[Extrait]
○ ○ ○ ○

Longuement attendue, la loi n° 2018-938 du 30 octobre 2018 pour l’équilibre des relations commerciales dans le secteur agricole et alimentaire et une alimentation saine, durable et accessible à tous, dite « Loi Egalim », va désormais pouvoir être pleinement appliquée. Cette loi fait suite aux Etats Généraux de l’Alimentation lancés en juillet 2017 en réponse à la crise qu’a connue le secteur de l’agroalimentaire. En effet, un vaste travail de réforme a été entamé. Voici donc un bref aperçu de quelques réformes majeures des derniers décrets et ordonnances pris en application de la loi Egalim.

   • L’ordonnance n° 2019-358 du 24 avril 2019 : L’action en responsabilité pour prix abusivement bas

Présentée par le Ministre de l’Economie et des Finances le 25 avril dernier, cette ordonnance réforme l’action en responsabilité pour prix abusivement bas en application de l’article 17 de la loi Egalim. L’ancien dispositif de l’article L. 442-9 du Code de commerce prévoyait la possibilité, pour un fournisseur, de mener une action civile en réparation, engageant la responsabilité de son acheteur pour prix abusivement bas de manière très restreinte et limitait notamment ce recours à une situation de crise conjoncturelle. Lors des Etats Généraux sur l’alimentation, le constat était le suivant : en raison de l’extrême complexité de mise en application de l’ancien dispositif de l’article L. 442-9 du Code de commerce, celui-ci n’avait jamais été mis en œuvre. Cette nouvelle action en responsabilité pour prix abusivement bas s’inscrit dans la lignée de la réforme de l’article L. 631-24 du Code rural et de la pêche maritime prévoyant un régime général de contractualisation des ventes de denrées alimentaires et plus largement dans la volonté de renforcement de la contractualisation dans le secteur de l’agro-alimentaire. Elle élargit la faculté pour un fournisseur d’engager la responsabilité de son acheteur qui le contraindrait à des prix abusivement bas en permettant dorénavant l’intervention d’un juge en cas de « prix déconnectés de la réalité économique » tout en établissant un lien avec des indicateurs de prix, en particulier des indicateurs relatifs aux coûts de production. Cette ordonnance entrera en vigueur au 1er septembre 2019 pour les contrats en cours d’exécution.

○ ○ ○ ○

[Travail à faire]
1/ Répondez à ces questions sur l'extrait sur la loi Egalim :
(a) Quand les États Généraux de l'Alimentation ont-ils été lancés ?
(b) En application de quel article de la loi Egalim l'ordonnance du 24 avril 2019 réforme-t-elle l'action en responsabilité pour prix abusivement bas ?
(c) À quelle date cette ordonnance entrera-t-elle en vigueur pour les contrats en cours d'exécution ?
2/ Pouvez-vous recopier mot pour mot le passage de l'extrait sur la loi Egalim qui commence aux mots « Longuement attendue, la » et s'arrête après « application de la loi Egalim. » ?
3/ Pourriez-vous poursuivre l'extrait sur la loi Egalim à partir de sa dernière phrase ?
Le matériel qui suit n'a aucun lien avec l'extrait sur la loi Egalim.

[Lignes de données]
○ ○ ○ ○

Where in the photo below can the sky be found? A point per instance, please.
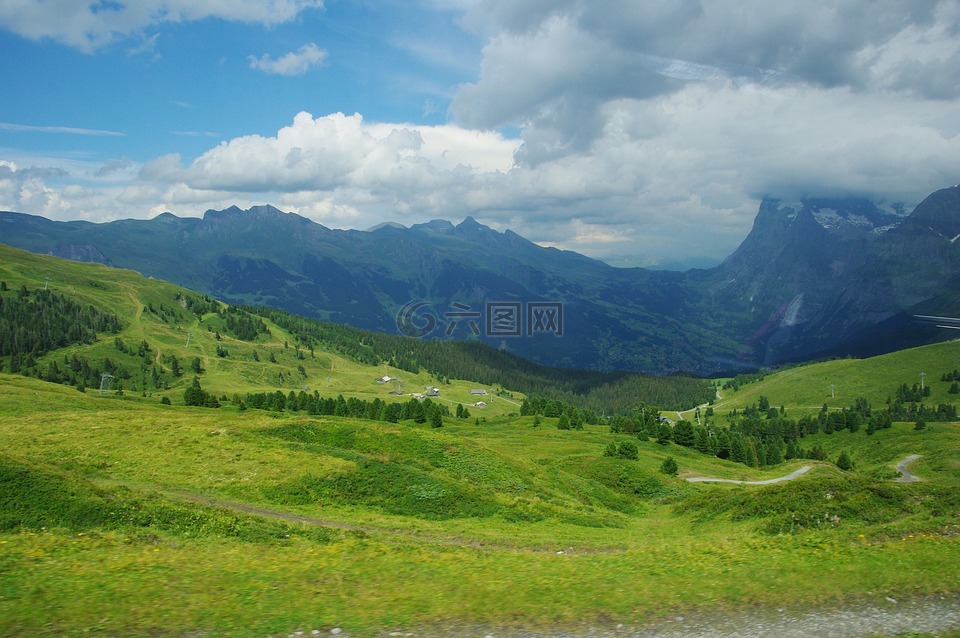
(642, 133)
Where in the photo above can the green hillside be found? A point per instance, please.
(123, 515)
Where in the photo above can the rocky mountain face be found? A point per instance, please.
(816, 278)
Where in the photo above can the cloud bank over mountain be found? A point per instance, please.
(651, 129)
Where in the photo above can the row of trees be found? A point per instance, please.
(35, 322)
(417, 410)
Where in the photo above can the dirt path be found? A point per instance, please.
(907, 476)
(789, 477)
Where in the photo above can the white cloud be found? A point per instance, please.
(649, 129)
(294, 63)
(88, 26)
(68, 130)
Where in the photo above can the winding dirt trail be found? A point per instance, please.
(789, 477)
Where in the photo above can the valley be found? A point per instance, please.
(813, 279)
(126, 511)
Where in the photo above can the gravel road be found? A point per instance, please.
(936, 615)
(907, 477)
(789, 477)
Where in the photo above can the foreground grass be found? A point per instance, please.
(111, 583)
(110, 540)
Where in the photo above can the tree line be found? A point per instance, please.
(35, 322)
(612, 392)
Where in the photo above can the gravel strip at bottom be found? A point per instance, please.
(934, 615)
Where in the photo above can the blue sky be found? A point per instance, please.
(641, 133)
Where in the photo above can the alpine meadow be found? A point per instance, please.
(172, 465)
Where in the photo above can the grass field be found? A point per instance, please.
(122, 516)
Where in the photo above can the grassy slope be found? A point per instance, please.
(806, 388)
(127, 294)
(499, 524)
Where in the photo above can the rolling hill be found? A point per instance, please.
(818, 278)
(121, 514)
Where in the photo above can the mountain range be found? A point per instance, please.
(813, 279)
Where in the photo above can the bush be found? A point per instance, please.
(669, 466)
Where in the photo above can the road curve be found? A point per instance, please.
(907, 476)
(789, 477)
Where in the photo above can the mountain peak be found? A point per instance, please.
(434, 226)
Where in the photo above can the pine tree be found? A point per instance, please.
(669, 466)
(844, 462)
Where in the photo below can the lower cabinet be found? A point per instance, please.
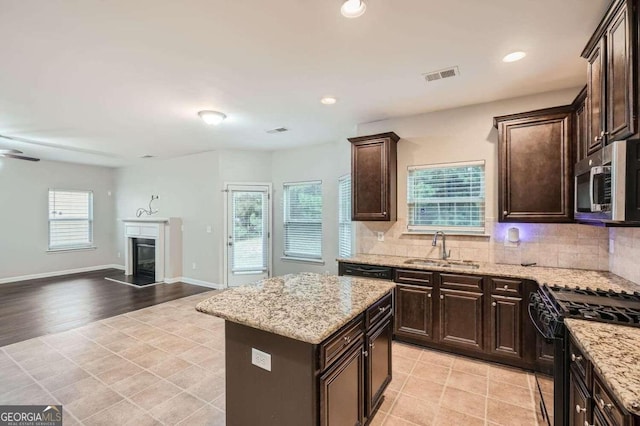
(461, 318)
(414, 311)
(342, 391)
(579, 401)
(378, 365)
(506, 326)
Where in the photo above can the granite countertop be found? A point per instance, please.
(307, 307)
(614, 351)
(543, 275)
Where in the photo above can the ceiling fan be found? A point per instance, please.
(16, 154)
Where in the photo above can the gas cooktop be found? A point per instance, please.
(598, 305)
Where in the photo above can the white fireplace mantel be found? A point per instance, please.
(167, 235)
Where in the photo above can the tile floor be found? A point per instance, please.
(165, 365)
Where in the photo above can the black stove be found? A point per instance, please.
(548, 307)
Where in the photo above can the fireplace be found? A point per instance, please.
(144, 257)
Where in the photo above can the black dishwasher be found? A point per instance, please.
(368, 271)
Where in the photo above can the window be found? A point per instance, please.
(446, 197)
(303, 220)
(70, 219)
(344, 217)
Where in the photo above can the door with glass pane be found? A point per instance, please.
(248, 247)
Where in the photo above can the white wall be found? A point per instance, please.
(326, 162)
(190, 188)
(24, 216)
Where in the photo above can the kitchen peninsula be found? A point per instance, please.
(305, 349)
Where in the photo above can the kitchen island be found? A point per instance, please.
(305, 349)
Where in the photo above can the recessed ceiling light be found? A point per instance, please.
(353, 8)
(514, 56)
(212, 117)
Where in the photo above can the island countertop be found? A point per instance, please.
(542, 275)
(307, 307)
(614, 351)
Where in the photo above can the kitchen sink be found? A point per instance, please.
(458, 264)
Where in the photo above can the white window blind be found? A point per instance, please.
(446, 197)
(303, 220)
(70, 219)
(345, 245)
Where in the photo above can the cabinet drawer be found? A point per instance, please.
(506, 286)
(407, 276)
(578, 361)
(331, 349)
(379, 310)
(461, 282)
(608, 407)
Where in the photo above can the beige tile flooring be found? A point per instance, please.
(165, 365)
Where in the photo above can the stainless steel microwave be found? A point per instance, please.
(606, 185)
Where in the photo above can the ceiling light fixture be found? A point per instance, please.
(212, 117)
(353, 8)
(514, 56)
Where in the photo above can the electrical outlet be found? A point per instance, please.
(261, 359)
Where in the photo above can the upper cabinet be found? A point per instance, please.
(535, 166)
(373, 177)
(611, 88)
(581, 126)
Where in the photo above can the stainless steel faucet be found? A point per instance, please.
(445, 255)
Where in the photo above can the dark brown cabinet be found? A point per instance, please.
(414, 305)
(579, 402)
(378, 364)
(581, 126)
(506, 326)
(535, 166)
(342, 391)
(373, 177)
(611, 54)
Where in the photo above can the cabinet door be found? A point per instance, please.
(379, 365)
(619, 76)
(535, 167)
(595, 97)
(581, 131)
(414, 312)
(373, 174)
(461, 318)
(506, 326)
(578, 402)
(342, 391)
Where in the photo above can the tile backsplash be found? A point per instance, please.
(552, 245)
(624, 260)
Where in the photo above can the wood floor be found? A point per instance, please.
(34, 308)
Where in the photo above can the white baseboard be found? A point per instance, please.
(58, 273)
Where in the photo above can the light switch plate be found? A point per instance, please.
(261, 359)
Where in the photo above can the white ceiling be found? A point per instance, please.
(127, 77)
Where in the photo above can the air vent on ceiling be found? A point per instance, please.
(278, 130)
(440, 74)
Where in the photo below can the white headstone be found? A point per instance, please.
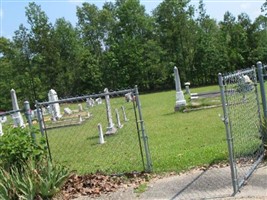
(180, 100)
(128, 97)
(118, 118)
(98, 101)
(90, 102)
(80, 107)
(111, 127)
(100, 132)
(54, 108)
(67, 111)
(3, 119)
(1, 130)
(124, 114)
(17, 118)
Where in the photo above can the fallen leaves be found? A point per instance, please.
(94, 185)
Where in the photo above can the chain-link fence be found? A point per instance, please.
(243, 123)
(101, 132)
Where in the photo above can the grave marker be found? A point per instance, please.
(18, 120)
(111, 127)
(54, 108)
(180, 100)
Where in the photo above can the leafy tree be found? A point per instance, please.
(176, 30)
(6, 73)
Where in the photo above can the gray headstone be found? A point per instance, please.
(67, 111)
(17, 118)
(180, 100)
(54, 108)
(80, 107)
(1, 130)
(98, 101)
(111, 127)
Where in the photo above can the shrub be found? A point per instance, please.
(40, 180)
(17, 147)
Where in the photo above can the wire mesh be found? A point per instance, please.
(244, 120)
(11, 119)
(94, 133)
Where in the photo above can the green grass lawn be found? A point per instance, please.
(178, 141)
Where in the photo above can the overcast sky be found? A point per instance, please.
(12, 12)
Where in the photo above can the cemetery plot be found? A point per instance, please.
(82, 148)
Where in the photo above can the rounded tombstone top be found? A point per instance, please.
(187, 83)
(52, 91)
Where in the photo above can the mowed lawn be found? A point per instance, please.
(178, 141)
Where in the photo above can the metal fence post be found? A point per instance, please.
(144, 136)
(263, 95)
(228, 135)
(27, 111)
(40, 119)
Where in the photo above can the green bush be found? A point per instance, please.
(17, 147)
(25, 169)
(40, 180)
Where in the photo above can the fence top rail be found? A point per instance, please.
(238, 73)
(84, 97)
(11, 112)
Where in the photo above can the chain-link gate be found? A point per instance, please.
(242, 122)
(101, 132)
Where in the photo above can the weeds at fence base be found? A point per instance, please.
(94, 185)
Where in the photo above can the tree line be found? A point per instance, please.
(120, 45)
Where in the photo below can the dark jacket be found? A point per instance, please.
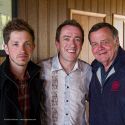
(9, 107)
(107, 102)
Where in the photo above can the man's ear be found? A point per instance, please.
(6, 49)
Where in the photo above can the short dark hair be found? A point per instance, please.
(71, 22)
(16, 25)
(103, 25)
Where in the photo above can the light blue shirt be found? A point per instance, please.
(65, 93)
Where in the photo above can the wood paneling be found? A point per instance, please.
(46, 15)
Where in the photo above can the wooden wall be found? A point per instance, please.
(46, 15)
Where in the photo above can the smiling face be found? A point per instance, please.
(104, 46)
(70, 44)
(19, 48)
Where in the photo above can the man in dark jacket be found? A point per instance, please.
(107, 87)
(20, 86)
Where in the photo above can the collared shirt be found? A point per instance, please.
(65, 93)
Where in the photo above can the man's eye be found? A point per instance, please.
(66, 39)
(78, 39)
(15, 44)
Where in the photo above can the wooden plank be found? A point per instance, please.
(94, 4)
(87, 5)
(100, 5)
(71, 4)
(119, 7)
(61, 10)
(79, 4)
(22, 10)
(123, 7)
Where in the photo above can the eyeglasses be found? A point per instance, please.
(101, 43)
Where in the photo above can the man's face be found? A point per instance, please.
(70, 43)
(104, 46)
(19, 48)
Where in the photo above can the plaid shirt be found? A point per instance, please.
(23, 97)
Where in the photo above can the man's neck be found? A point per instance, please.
(19, 72)
(68, 66)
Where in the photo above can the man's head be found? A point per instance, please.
(17, 25)
(18, 42)
(104, 41)
(71, 23)
(69, 40)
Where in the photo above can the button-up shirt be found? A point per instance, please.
(65, 93)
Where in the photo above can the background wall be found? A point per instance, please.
(46, 15)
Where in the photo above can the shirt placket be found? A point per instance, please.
(67, 105)
(54, 100)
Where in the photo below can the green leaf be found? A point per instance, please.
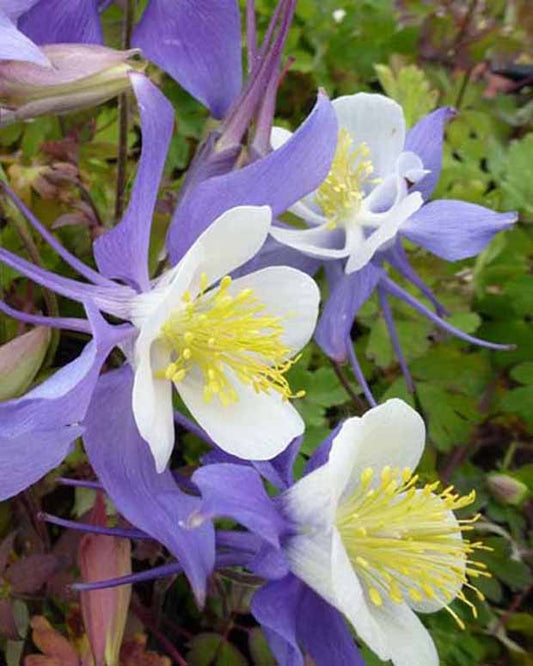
(410, 88)
(20, 360)
(213, 650)
(451, 417)
(518, 183)
(519, 401)
(261, 654)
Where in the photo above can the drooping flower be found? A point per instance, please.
(365, 198)
(104, 612)
(359, 532)
(199, 46)
(79, 76)
(179, 330)
(225, 348)
(375, 194)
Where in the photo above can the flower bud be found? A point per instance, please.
(104, 611)
(81, 75)
(506, 489)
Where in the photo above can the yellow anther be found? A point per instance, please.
(225, 282)
(341, 192)
(402, 542)
(375, 596)
(228, 339)
(366, 475)
(406, 474)
(178, 376)
(171, 371)
(386, 475)
(395, 593)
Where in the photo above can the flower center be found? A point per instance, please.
(341, 192)
(403, 542)
(218, 332)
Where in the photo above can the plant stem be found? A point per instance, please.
(50, 298)
(347, 387)
(123, 113)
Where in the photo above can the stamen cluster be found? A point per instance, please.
(342, 190)
(219, 332)
(405, 544)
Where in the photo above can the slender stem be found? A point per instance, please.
(358, 373)
(462, 89)
(50, 298)
(347, 386)
(395, 340)
(123, 112)
(145, 617)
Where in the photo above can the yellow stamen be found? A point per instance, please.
(404, 544)
(219, 332)
(341, 192)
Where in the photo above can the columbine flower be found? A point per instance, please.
(199, 46)
(362, 533)
(79, 76)
(122, 288)
(375, 545)
(225, 344)
(375, 194)
(365, 198)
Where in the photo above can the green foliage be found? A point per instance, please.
(477, 405)
(410, 87)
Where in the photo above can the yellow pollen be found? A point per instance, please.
(341, 192)
(227, 337)
(403, 543)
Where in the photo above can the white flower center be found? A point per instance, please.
(403, 542)
(218, 332)
(341, 193)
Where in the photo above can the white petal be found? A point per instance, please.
(149, 310)
(287, 293)
(385, 196)
(350, 599)
(258, 426)
(379, 122)
(410, 166)
(410, 643)
(433, 605)
(310, 501)
(279, 136)
(390, 434)
(385, 233)
(152, 401)
(318, 242)
(232, 239)
(310, 559)
(306, 208)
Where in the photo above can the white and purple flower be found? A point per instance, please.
(361, 535)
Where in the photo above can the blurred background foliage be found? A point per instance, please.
(478, 405)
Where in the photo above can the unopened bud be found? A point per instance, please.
(81, 76)
(506, 489)
(104, 611)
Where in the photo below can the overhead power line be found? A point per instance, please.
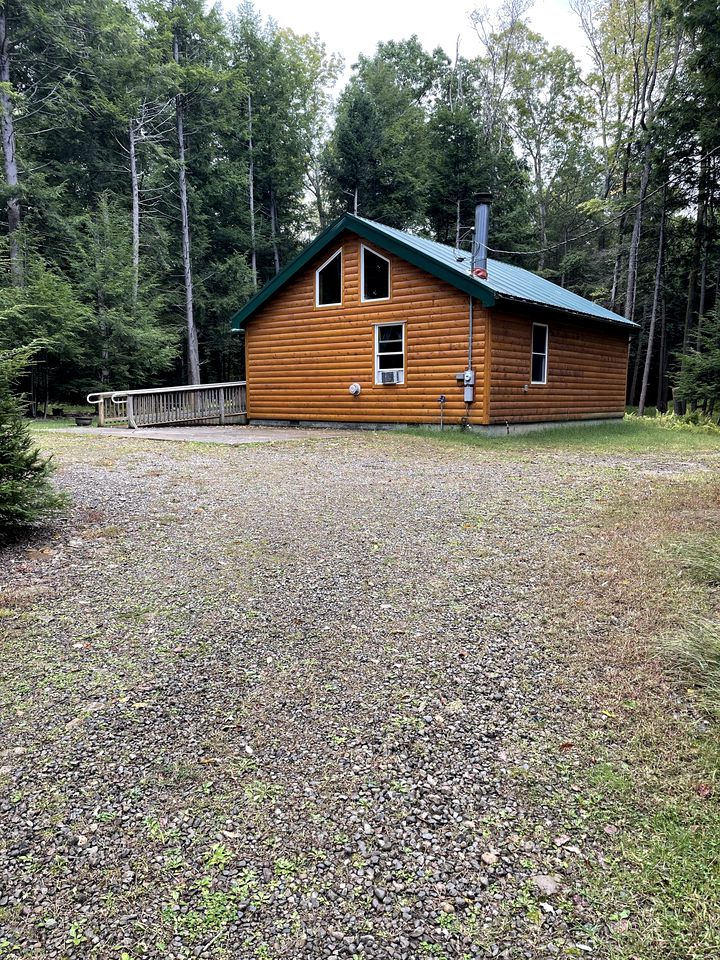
(607, 223)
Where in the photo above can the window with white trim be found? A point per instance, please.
(538, 363)
(389, 353)
(375, 279)
(328, 282)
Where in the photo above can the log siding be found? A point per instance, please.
(586, 370)
(301, 358)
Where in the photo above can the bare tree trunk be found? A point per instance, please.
(703, 296)
(661, 402)
(653, 314)
(251, 190)
(697, 250)
(135, 214)
(636, 365)
(542, 209)
(101, 236)
(635, 238)
(8, 138)
(273, 231)
(192, 343)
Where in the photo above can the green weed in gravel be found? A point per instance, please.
(660, 890)
(631, 435)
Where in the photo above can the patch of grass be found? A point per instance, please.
(699, 559)
(664, 881)
(695, 653)
(633, 435)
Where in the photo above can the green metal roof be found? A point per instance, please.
(504, 282)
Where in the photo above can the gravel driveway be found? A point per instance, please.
(307, 700)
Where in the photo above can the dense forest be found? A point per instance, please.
(163, 160)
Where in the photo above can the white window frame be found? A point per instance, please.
(338, 253)
(378, 372)
(363, 298)
(536, 353)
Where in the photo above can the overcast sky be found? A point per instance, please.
(350, 29)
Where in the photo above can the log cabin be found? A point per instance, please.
(373, 326)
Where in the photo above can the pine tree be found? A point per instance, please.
(26, 494)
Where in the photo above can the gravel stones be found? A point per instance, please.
(299, 700)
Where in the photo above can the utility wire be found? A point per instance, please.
(603, 226)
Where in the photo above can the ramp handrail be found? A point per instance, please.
(162, 406)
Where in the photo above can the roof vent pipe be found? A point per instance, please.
(482, 221)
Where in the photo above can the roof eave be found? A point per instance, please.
(620, 322)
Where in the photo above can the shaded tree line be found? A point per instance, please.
(162, 161)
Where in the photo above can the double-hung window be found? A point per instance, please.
(538, 362)
(390, 353)
(328, 282)
(375, 275)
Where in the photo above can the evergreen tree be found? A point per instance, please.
(26, 494)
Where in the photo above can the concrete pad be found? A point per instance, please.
(231, 435)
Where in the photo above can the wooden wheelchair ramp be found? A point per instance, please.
(208, 403)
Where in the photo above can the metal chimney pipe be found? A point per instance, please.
(482, 222)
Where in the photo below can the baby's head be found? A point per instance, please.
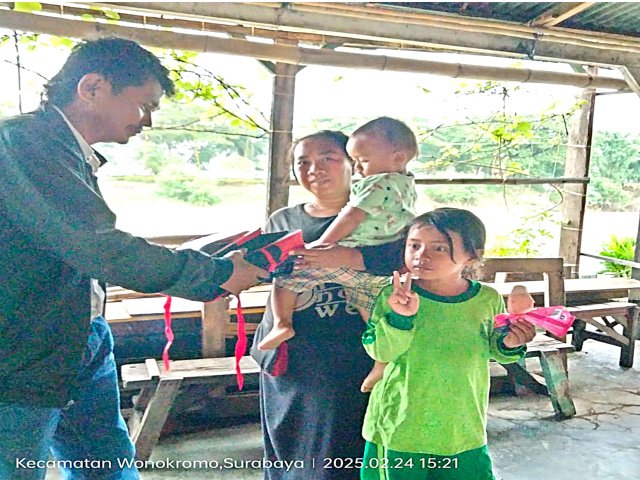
(383, 145)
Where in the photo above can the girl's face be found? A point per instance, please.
(322, 167)
(428, 255)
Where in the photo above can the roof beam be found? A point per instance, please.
(556, 45)
(559, 13)
(198, 42)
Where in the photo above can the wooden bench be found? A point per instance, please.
(555, 381)
(551, 352)
(158, 390)
(615, 323)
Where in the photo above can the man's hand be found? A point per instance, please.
(403, 301)
(244, 274)
(520, 332)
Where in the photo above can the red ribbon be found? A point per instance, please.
(168, 332)
(241, 343)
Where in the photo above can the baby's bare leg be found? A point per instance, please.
(283, 303)
(374, 377)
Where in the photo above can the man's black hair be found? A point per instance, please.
(122, 62)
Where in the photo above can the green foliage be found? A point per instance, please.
(614, 170)
(454, 194)
(607, 194)
(193, 190)
(621, 248)
(524, 241)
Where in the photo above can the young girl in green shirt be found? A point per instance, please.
(426, 418)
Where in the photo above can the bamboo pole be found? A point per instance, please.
(295, 55)
(495, 181)
(284, 84)
(447, 20)
(577, 164)
(326, 19)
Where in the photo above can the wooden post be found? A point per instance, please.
(281, 126)
(575, 195)
(632, 77)
(634, 295)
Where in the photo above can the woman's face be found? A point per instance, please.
(322, 167)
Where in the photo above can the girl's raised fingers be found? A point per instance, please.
(407, 282)
(396, 281)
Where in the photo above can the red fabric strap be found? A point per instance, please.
(167, 333)
(241, 343)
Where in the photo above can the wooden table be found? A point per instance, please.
(217, 320)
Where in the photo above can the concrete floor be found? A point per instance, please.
(602, 442)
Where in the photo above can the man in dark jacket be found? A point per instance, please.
(58, 247)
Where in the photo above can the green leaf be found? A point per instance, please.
(524, 127)
(27, 7)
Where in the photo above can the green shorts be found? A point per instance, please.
(380, 463)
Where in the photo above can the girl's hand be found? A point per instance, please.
(520, 332)
(402, 300)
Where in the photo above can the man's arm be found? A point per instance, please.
(43, 195)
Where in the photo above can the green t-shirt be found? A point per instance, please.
(434, 394)
(389, 201)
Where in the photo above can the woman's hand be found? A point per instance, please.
(520, 332)
(328, 255)
(403, 301)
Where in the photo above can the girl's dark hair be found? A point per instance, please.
(122, 62)
(463, 222)
(335, 136)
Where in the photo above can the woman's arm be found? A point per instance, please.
(345, 223)
(380, 260)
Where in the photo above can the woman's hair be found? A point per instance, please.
(122, 62)
(460, 221)
(334, 136)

○ ○ ○ ○

[Réponses]
1/
(a) En juillet 2017.
(b) L'article 17.
(c) Le 1er septembre 2019.

2/
Longuement attendue, la loi n° 2018-938 du 30 octobre 2018 pour l’équilibre des relations commerciales dans le secteur agricole et alimentaire et une alimentation saine, durable et accessible à tous, dite « Loi Egalim », va désormais pouvoir être pleinement appliquée. Cette loi fait suite aux Etats Généraux de l’Alimentation lancés en juillet 2017 en réponse à la crise qu’a connue le secteur de l’agroalimentaire. En effet, un vaste travail de réforme a été entamé. Voici donc un bref aperçu de quelques réformes majeures des derniers décrets et ordonnances pris en application de la loi Egalim.

3/
   • L’ordonnance n° 2018-1128 du 12 décembre 2018 : Relèvement du seuil de revente à perte et encadrement des promotions en valeur et en volume

Les mesures prévues par cette ordonnance sont instaurées à titre expérimental et seront donc appliquées pour une durée de deux ans, jusqu’au 1er octobre 2020, date à laquelle le Gouvernement est invité à remettre un rapport d’évaluation sur ces mesures. Quant aux mesures elles-mêmes, l’ordonnance prévoit d’une part le rehaussement de 10 % du seuil de revente à perte instaurant ainsi un coefficient de 1,10 pour les denrées alimentaires et les produits destinés à l’alimentation des animaux de compagnie revendus en l’état au consommateur. Ce nouveau seuil est applicable depuis le 1er février 2019. D’autre part, ce sont les promotions de ces mêmes produits qui sont désormais encadrées de manière plus stricte en ce que tout avantage promotionnel, qu’il soit immédiat ou différé, dès lors qu’il a pour effet de réduire le prix de vente au consommateur ne pourra pas excéder 34 % du prix de vente initial. Ce plafonnement est déjà entré en vigueur depuis le 1er janvier 2019. S’agissant de l’encadrement des promotions en volume, ces mêmes avantages promotionnels (cumulés s’il y a lieu) ne pourront porter que sur des produits ne représentant pas plus de 25 % en volume du chiffre d’affaires prévisionnel, du volume prévisionnel prévu par contrat et des engagements de volumes fixés par contrat. Sont exclus du champ d’application de ce plafonnement des promotions les denrées périssables et menacées d’altération rapide, à condition que l’avantage promotionnel ne fasse l’objet d’aucune publicité ou annonce à l’extérieur du point de vente. Cette ordonnance a pour vocation d’endiguer l’augmentation croissante des promotions en grandes et moyennes surfaces afin de permettre une meilleure protection du consommateur et une meilleure image des produits. Ainsi, tout manquement à ces nouvelles obligations est passible d’une amende administrative d’un montant pouvant aller jusqu’à 75.000 € pour les personnes physiques et jusqu’à 375.000 € (ou la moitié des dépenses de publicité effectuées au titre de l’avantage promotionnel) pour une personne morale.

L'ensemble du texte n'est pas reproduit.